WHAT THE EXERCISE ASKS
Pull out every line in the records below that contains the string "window", treating uppercase and lowercase as different.
* BEGIN SUPPLIED ENTRIES *
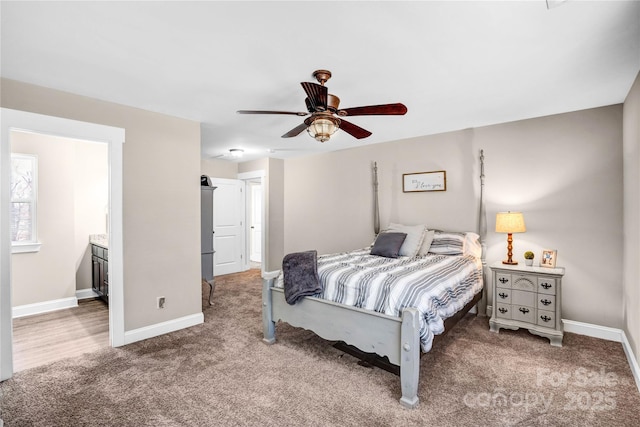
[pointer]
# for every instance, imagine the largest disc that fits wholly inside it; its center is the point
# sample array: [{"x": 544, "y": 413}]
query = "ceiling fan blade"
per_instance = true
[
  {"x": 271, "y": 112},
  {"x": 295, "y": 131},
  {"x": 353, "y": 130},
  {"x": 375, "y": 110},
  {"x": 317, "y": 95}
]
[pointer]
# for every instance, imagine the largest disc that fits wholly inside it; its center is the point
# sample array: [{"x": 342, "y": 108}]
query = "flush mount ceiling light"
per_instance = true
[
  {"x": 323, "y": 107},
  {"x": 236, "y": 153}
]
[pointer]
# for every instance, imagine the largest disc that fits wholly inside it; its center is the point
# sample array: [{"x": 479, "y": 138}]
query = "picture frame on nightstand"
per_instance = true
[{"x": 548, "y": 258}]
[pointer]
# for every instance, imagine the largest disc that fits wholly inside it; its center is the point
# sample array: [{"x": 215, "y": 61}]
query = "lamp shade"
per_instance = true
[
  {"x": 510, "y": 222},
  {"x": 322, "y": 128}
]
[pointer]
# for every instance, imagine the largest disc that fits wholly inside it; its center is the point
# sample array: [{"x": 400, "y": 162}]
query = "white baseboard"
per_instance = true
[
  {"x": 85, "y": 294},
  {"x": 43, "y": 307},
  {"x": 610, "y": 334},
  {"x": 604, "y": 333},
  {"x": 162, "y": 328}
]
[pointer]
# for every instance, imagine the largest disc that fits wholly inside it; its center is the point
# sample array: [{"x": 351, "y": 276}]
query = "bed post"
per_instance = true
[
  {"x": 482, "y": 231},
  {"x": 409, "y": 357},
  {"x": 268, "y": 325},
  {"x": 376, "y": 205}
]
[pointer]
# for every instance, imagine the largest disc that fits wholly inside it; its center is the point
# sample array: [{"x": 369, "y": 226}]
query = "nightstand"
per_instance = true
[{"x": 529, "y": 298}]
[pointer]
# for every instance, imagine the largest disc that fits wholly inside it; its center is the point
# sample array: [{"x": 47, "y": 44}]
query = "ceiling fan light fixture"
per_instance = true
[
  {"x": 321, "y": 128},
  {"x": 236, "y": 153}
]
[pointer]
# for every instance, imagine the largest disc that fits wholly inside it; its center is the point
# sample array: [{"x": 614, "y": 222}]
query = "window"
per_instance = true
[{"x": 24, "y": 197}]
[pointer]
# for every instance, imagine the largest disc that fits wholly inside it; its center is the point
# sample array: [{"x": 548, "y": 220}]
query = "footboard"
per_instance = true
[{"x": 371, "y": 332}]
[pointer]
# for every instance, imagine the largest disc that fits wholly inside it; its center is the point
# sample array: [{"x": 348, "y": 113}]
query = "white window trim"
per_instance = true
[{"x": 31, "y": 245}]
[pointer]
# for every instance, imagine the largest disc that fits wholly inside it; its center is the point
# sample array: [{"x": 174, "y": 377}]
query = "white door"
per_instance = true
[
  {"x": 228, "y": 227},
  {"x": 255, "y": 236}
]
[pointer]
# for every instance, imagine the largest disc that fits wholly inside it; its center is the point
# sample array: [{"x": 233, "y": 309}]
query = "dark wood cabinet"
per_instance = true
[{"x": 100, "y": 271}]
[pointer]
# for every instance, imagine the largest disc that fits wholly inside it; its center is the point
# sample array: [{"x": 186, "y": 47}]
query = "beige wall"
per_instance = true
[
  {"x": 72, "y": 196},
  {"x": 631, "y": 290},
  {"x": 161, "y": 199},
  {"x": 219, "y": 168},
  {"x": 564, "y": 172}
]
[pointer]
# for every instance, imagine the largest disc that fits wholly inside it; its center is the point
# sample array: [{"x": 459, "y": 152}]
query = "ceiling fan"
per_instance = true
[{"x": 323, "y": 108}]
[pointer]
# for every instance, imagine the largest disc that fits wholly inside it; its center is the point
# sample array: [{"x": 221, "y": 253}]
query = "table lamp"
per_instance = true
[{"x": 510, "y": 222}]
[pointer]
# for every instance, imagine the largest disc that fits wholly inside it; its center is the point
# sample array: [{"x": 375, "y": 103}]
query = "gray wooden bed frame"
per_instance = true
[{"x": 397, "y": 338}]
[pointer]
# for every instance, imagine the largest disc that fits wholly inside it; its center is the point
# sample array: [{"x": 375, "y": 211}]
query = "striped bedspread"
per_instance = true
[{"x": 437, "y": 286}]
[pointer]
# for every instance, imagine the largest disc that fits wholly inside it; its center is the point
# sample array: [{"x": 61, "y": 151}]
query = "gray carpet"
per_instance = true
[{"x": 221, "y": 374}]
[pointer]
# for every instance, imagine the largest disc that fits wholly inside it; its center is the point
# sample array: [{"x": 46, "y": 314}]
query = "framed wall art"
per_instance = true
[
  {"x": 424, "y": 181},
  {"x": 548, "y": 258}
]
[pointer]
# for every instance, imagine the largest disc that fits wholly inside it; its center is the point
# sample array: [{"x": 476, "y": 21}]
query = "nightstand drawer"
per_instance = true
[
  {"x": 525, "y": 283},
  {"x": 547, "y": 318},
  {"x": 525, "y": 298},
  {"x": 503, "y": 295},
  {"x": 523, "y": 313},
  {"x": 503, "y": 310},
  {"x": 503, "y": 280},
  {"x": 546, "y": 302},
  {"x": 547, "y": 285}
]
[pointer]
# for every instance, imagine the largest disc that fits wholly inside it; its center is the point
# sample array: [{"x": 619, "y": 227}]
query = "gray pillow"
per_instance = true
[{"x": 388, "y": 244}]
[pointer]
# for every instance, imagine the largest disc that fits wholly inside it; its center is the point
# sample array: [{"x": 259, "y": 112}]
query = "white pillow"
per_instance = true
[
  {"x": 414, "y": 239},
  {"x": 426, "y": 243}
]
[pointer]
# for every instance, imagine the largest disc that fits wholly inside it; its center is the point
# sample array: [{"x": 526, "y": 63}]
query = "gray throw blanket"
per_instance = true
[{"x": 300, "y": 275}]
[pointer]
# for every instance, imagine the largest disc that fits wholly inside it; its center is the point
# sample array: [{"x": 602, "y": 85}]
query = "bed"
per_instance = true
[{"x": 393, "y": 307}]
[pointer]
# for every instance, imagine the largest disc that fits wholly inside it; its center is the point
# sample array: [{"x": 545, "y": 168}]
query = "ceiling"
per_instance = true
[{"x": 455, "y": 65}]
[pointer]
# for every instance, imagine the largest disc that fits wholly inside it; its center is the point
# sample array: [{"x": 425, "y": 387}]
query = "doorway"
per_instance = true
[
  {"x": 48, "y": 125},
  {"x": 255, "y": 222},
  {"x": 65, "y": 184}
]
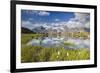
* END SUPPLIED ENTRIES *
TASK SOLUTION
query = "window"
query = "white window trim"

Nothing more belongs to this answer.